[Start of Attachment]
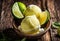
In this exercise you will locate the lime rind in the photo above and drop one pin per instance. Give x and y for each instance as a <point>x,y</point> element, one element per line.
<point>16,11</point>
<point>22,6</point>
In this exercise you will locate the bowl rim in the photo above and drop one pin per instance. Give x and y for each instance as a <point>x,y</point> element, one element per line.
<point>34,36</point>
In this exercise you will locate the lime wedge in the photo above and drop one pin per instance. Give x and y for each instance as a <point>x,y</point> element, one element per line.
<point>22,6</point>
<point>16,11</point>
<point>32,9</point>
<point>43,17</point>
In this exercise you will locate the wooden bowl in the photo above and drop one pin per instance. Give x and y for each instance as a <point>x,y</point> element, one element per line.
<point>48,24</point>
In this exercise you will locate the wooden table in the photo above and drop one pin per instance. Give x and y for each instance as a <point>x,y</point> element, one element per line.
<point>6,18</point>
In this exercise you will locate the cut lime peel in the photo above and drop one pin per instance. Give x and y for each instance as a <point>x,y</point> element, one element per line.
<point>22,5</point>
<point>16,12</point>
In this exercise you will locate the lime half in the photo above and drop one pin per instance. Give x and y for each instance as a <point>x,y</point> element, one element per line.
<point>16,11</point>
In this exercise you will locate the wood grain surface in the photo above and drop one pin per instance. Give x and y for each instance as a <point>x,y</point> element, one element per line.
<point>6,18</point>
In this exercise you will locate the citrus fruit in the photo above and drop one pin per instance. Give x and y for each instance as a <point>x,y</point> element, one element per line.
<point>22,6</point>
<point>44,17</point>
<point>32,9</point>
<point>30,24</point>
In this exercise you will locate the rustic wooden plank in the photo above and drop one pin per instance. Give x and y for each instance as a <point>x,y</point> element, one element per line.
<point>54,11</point>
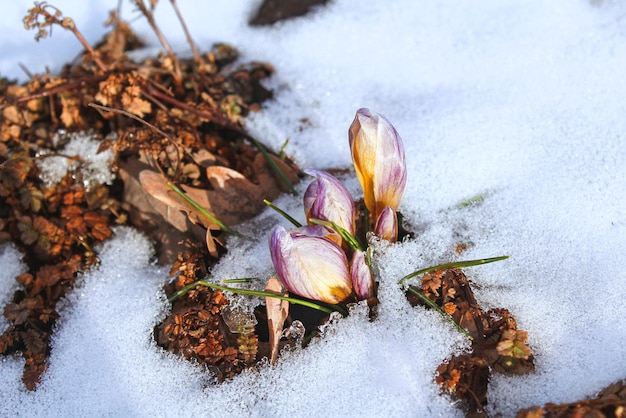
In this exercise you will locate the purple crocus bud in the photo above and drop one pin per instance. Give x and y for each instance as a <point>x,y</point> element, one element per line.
<point>317,231</point>
<point>327,199</point>
<point>312,267</point>
<point>378,156</point>
<point>362,279</point>
<point>387,224</point>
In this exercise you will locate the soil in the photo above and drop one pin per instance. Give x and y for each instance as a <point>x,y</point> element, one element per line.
<point>174,123</point>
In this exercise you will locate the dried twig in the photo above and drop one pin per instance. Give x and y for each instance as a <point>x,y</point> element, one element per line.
<point>31,21</point>
<point>192,44</point>
<point>178,77</point>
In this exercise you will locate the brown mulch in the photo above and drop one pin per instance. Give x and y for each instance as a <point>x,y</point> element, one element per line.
<point>172,121</point>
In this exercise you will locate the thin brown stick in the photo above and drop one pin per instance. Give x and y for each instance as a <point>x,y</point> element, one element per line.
<point>178,77</point>
<point>54,90</point>
<point>192,44</point>
<point>146,123</point>
<point>68,24</point>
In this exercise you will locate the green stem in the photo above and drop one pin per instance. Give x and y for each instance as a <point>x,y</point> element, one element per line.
<point>283,213</point>
<point>260,293</point>
<point>274,166</point>
<point>436,307</point>
<point>345,234</point>
<point>239,280</point>
<point>202,210</point>
<point>453,264</point>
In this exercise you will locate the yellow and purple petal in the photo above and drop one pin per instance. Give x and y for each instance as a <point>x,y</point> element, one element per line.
<point>387,224</point>
<point>310,266</point>
<point>327,199</point>
<point>379,160</point>
<point>362,278</point>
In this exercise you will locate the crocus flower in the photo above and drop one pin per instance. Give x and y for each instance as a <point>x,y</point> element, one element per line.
<point>317,231</point>
<point>327,199</point>
<point>310,266</point>
<point>378,156</point>
<point>387,224</point>
<point>362,279</point>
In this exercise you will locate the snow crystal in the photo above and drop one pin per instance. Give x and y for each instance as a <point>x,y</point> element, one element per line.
<point>80,156</point>
<point>518,101</point>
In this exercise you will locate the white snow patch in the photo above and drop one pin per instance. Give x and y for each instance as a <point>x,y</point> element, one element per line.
<point>521,101</point>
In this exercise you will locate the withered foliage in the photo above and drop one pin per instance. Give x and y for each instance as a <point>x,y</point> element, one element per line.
<point>497,345</point>
<point>610,403</point>
<point>56,226</point>
<point>190,134</point>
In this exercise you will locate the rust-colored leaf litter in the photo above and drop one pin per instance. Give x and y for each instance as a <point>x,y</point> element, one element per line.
<point>170,121</point>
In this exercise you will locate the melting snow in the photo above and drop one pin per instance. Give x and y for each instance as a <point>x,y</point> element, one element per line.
<point>522,101</point>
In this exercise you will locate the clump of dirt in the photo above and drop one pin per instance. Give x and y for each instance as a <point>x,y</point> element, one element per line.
<point>497,345</point>
<point>175,122</point>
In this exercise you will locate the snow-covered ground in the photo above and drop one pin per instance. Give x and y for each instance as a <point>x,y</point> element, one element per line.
<point>521,100</point>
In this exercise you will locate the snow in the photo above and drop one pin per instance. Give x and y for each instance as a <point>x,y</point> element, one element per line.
<point>80,149</point>
<point>521,101</point>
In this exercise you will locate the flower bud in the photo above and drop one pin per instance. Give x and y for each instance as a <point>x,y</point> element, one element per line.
<point>327,199</point>
<point>310,266</point>
<point>387,225</point>
<point>378,156</point>
<point>362,279</point>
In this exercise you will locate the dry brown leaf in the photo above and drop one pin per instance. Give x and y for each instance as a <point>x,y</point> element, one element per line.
<point>277,311</point>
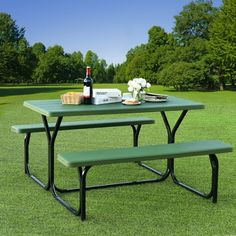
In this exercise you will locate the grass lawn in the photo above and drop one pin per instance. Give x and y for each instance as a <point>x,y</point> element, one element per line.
<point>151,209</point>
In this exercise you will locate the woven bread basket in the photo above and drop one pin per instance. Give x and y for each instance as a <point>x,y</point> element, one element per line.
<point>72,98</point>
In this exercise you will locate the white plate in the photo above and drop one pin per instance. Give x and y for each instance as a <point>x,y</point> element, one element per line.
<point>153,99</point>
<point>131,104</point>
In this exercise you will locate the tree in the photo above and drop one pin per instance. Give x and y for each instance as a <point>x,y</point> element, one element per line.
<point>9,31</point>
<point>194,21</point>
<point>11,42</point>
<point>183,75</point>
<point>222,44</point>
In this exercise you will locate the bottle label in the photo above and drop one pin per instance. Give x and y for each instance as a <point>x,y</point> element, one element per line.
<point>86,91</point>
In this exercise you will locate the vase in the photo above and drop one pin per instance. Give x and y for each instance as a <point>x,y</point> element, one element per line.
<point>138,95</point>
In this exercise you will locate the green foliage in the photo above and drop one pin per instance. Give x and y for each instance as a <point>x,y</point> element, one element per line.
<point>193,21</point>
<point>9,31</point>
<point>222,44</point>
<point>199,53</point>
<point>182,75</point>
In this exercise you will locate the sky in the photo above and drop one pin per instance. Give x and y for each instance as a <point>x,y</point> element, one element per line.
<point>110,28</point>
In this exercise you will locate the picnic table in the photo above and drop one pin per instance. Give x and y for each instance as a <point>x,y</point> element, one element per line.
<point>54,108</point>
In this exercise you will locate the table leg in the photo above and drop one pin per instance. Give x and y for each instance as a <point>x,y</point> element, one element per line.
<point>171,139</point>
<point>51,143</point>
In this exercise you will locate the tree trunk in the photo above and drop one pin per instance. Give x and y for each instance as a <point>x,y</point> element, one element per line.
<point>221,80</point>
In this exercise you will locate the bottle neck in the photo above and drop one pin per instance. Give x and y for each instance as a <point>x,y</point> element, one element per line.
<point>88,71</point>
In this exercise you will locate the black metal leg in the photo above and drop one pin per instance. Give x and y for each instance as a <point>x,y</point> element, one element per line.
<point>82,175</point>
<point>215,171</point>
<point>171,135</point>
<point>171,139</point>
<point>51,142</point>
<point>136,130</point>
<point>214,181</point>
<point>26,163</point>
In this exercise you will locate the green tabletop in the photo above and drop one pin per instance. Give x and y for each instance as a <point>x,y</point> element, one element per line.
<point>54,108</point>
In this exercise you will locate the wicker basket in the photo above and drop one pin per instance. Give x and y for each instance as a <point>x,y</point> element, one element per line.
<point>72,98</point>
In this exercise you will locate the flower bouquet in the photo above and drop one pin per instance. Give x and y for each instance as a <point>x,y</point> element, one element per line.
<point>137,86</point>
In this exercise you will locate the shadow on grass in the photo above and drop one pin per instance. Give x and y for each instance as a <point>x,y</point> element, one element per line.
<point>32,90</point>
<point>227,88</point>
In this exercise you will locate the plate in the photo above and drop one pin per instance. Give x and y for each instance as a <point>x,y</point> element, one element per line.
<point>156,95</point>
<point>131,104</point>
<point>154,99</point>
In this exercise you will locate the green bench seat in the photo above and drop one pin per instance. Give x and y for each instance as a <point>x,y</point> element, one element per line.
<point>28,129</point>
<point>35,128</point>
<point>83,160</point>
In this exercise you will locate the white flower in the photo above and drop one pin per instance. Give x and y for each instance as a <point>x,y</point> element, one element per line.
<point>136,85</point>
<point>148,85</point>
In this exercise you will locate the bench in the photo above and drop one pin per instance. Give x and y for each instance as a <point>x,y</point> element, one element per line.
<point>84,160</point>
<point>28,129</point>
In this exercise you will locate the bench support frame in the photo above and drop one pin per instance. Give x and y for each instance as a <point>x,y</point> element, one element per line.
<point>82,171</point>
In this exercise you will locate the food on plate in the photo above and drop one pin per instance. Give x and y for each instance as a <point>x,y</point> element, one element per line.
<point>131,101</point>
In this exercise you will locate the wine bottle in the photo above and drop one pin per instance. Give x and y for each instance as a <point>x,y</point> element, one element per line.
<point>88,87</point>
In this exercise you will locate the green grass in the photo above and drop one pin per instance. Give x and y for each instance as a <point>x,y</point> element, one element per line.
<point>151,209</point>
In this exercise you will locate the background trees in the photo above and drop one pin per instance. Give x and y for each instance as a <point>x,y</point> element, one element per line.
<point>199,53</point>
<point>222,44</point>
[End of Attachment]
▶ Work required: Lines from the one containing "In this exercise you will locate the background" through the last line of the listing are to be restated word for word; no other line may appear.

▶ Answer box:
In this exercise you will locate the background trees in the photo above and drop one pin per instance. Give x and y for each instance as a <point>x,y</point> element, one element per line.
<point>199,53</point>
<point>222,44</point>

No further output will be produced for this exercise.